> _Task prompt_: Format the rows below as a JSON list of strings, one string per row and no blank rows, beginning at the row that contains "# point at: wood" and ending after the row that contains "x=455, y=525".

> _Entries shown_:
──────────────────────────────

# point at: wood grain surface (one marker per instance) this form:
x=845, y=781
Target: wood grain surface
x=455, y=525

──────────────────────────────

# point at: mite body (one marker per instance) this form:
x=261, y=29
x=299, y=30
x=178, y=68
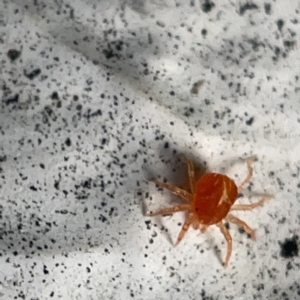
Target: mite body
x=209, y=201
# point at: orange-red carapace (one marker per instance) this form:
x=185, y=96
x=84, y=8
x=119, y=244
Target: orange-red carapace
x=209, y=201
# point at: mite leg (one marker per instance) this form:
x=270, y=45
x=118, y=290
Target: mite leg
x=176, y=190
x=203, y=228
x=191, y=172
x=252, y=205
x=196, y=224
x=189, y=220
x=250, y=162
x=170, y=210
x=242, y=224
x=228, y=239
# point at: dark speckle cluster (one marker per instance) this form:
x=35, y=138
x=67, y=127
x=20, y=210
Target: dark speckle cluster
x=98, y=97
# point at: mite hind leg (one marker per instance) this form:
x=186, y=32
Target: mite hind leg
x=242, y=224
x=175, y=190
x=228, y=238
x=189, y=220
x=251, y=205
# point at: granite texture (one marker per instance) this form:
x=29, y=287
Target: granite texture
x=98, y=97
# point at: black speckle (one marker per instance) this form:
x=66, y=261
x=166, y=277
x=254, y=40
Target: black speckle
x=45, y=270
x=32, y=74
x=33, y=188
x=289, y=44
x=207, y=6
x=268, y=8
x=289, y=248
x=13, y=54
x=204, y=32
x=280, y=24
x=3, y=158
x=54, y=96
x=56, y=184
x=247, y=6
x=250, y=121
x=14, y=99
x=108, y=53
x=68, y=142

──────────────────────────────

> _Answer to this exercise_:
[
  "# point at: wood grain surface (one marker per instance) this form:",
  "x=845, y=781",
  "Target: wood grain surface",
  "x=455, y=525"
]